■ Written request
Rewrite the data from the line containing "If you would be willing to indicate the evergreen" through the end, changing "I would welcome" to "I would appreciate" and leaving everything else unchanged.

■ Task input
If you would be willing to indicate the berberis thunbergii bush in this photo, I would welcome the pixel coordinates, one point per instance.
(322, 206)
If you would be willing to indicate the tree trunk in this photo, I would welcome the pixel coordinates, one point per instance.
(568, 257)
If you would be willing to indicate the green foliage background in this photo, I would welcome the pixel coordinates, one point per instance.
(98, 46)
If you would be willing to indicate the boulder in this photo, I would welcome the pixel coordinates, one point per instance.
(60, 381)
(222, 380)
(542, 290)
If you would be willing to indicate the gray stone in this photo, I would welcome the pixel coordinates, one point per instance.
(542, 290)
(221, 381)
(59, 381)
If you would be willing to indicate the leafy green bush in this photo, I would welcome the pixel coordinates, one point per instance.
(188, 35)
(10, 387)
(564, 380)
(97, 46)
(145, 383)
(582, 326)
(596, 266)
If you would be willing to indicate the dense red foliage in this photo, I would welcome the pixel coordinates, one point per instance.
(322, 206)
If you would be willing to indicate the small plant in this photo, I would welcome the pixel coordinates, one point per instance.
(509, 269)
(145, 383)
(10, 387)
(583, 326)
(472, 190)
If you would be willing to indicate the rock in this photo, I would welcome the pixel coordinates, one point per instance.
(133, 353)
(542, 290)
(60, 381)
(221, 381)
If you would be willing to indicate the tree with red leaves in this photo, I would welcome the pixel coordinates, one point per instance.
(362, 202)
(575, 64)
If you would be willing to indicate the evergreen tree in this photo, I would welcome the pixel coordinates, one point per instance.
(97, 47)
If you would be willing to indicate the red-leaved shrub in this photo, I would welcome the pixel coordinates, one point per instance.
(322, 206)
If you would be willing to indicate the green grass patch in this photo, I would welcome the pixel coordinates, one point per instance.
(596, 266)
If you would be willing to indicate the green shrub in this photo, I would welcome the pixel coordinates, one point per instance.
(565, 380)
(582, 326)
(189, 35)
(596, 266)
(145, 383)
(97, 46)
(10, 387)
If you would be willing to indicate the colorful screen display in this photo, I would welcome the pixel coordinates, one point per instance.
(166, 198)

■ Solution
If you would be willing to indicate the evergreen tree in this photo, I would appreciate the pixel coordinates, one point per instance.
(97, 47)
If you would be willing to indicate the red-leaved shrub in this photo, I would appreciate the pixel coordinates, one point per instance.
(322, 206)
If you would be willing to indicate the green grass patch in this photo, I would appreciate the pixel coordinates, one point per instance.
(596, 266)
If you would be willing to indicate the green shrub in this photo, I would appreciate the pixel coordinates, one point per instance.
(565, 380)
(582, 326)
(189, 35)
(596, 266)
(145, 383)
(97, 46)
(10, 387)
If you would be willing to indicate the colorful screen display in this photo, I would appreciate the pixel coordinates, one point per instance.
(166, 198)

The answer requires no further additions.